Exercise text |
──────────
Prince of Georgia, Grandee of Spain

Prince Don Bagrat de Bagration y de Baviera, also Prince Bagrat Bagrationi-Mukhraneli and Prince Bagrat Bagration-Moukhransky (12 January 1949 – 20 March 2017) was a member of the Bagration dynasty which once ruled the Kingdom of Georgia and a relative of the royal family of Spain.

==Background==
He was born in Madrid, Spain on 12 January 1949 and named Bagrat Juan María de Fátima de Todos los Santos, the third child of Prince Irakli Bagration-Mukhrani (1909-1977) by his third wife, Infanta Doña María de las Mercedes de Baviera y Borbón (1911-1953), a niece of King Alfonso XIII of Spain. His godparents were Don Juan and Princess Doña Mercedes de Borbón-Dos Sicilias y Orléans, Count and Countess of Barcelona. His maternal great-grandfather was King Alfonso XII. Prince Jorge de Bagration, a Spanish race car driver and pretender to the throne of Georgia, was his elder half brother.

Although born in Tbilisi, his father left Georgia after completing his studies there, lived briefly in Italy and France, and acquired Spanish citizenship in 1947. His mother had been born in Madrid, and although part of her youth was spent in exile in the Basses Pyrénées of France, Bagrat was raised, along with Jorge and his elder sister Princess Mariam (born 1947), by his widowed father in Madrid and at the Palacio de Santillana del Mar in Santander.

He was a Knight of Honour and Devotion of the Sovereign Military Order of Malta.

==Marriage and issue==
Bagrat married Doña María del Carmen de Ulloa y Suelves (b. 1953) on 12 November 1976 at San Jerónimo el Real in Madrid. María del Carmen was the daughter of Gonzalo María de Ulloa y Ramírez de Haro, Marqués de Castro-Serna, Count de Adanero and of Doña María Josefa de Suelves y Ponsich. From this marriage were born:
- Juan Jorge Bagration-Mukhransky, born on 18 August 1977 in Madrid; married Florianne del Rio Thorn in 2003, the couple divorced without descendants in 2008. Juan remarried, in 2014, the Georgian model Princess Kristine Bagration-Mukhransky (née Dzidziguri), and has issue.
- Inés Bagration-Moukhransky, born on 4 December 1980 in Madrid.
The couple were divorced on 16 September 2005, and Bagrat remarried in a civil ceremony to Mme. Françoise Cazaudehore on 7 March 2009 in Saint Germain-en-Laye, France.
──────────
Information given |
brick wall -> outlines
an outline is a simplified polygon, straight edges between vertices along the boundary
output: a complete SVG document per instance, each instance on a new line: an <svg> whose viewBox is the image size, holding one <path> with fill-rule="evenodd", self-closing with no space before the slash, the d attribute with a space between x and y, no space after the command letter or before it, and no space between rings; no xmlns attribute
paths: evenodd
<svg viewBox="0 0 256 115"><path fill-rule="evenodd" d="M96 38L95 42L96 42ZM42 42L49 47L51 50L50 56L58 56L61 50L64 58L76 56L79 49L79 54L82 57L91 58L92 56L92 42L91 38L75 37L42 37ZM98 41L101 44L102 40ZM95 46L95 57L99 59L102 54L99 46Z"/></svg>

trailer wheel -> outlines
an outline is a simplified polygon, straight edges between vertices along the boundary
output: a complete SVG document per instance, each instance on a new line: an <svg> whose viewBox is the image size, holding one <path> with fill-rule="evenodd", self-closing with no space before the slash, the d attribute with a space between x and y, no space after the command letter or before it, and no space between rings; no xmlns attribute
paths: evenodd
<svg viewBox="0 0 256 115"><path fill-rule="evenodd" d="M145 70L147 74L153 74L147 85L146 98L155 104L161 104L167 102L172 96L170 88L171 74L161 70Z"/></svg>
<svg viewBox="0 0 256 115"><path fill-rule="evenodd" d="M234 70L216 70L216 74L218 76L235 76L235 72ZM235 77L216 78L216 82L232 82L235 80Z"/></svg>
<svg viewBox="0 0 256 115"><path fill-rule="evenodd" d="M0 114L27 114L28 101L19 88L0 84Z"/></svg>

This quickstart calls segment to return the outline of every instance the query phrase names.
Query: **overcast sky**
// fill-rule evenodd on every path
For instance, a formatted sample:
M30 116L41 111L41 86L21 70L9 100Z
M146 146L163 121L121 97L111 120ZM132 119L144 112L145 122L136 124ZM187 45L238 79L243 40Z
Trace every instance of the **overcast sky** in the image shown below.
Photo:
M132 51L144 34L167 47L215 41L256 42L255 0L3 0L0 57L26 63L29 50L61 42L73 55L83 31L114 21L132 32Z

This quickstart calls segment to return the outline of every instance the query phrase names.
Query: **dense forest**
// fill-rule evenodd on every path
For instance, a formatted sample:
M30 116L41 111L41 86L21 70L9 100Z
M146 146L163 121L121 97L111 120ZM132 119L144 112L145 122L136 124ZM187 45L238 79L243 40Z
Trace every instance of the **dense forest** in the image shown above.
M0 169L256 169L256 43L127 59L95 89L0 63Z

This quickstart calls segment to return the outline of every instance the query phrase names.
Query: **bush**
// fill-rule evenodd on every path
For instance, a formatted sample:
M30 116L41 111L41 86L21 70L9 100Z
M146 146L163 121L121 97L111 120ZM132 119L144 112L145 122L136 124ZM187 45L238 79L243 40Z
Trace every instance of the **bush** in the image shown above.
──────────
Brief 1 | List every full date, with day, month and year, that appears in the text about Prince Bagrat. Give each date once.
Brief 2 | In the text about Prince Bagrat, where did he marry Doña María del Carmen de Ulloa y Suelves?
The lines are separate material, apart from the text about Prince Bagrat.

Written answer 1 |
12 January 1949
20 March 2017
12 November 1976
18 August 1977
4 December 1980
16 September 2005
7 March 2009

Written answer 2 | At San Jerónimo el Real in Madrid.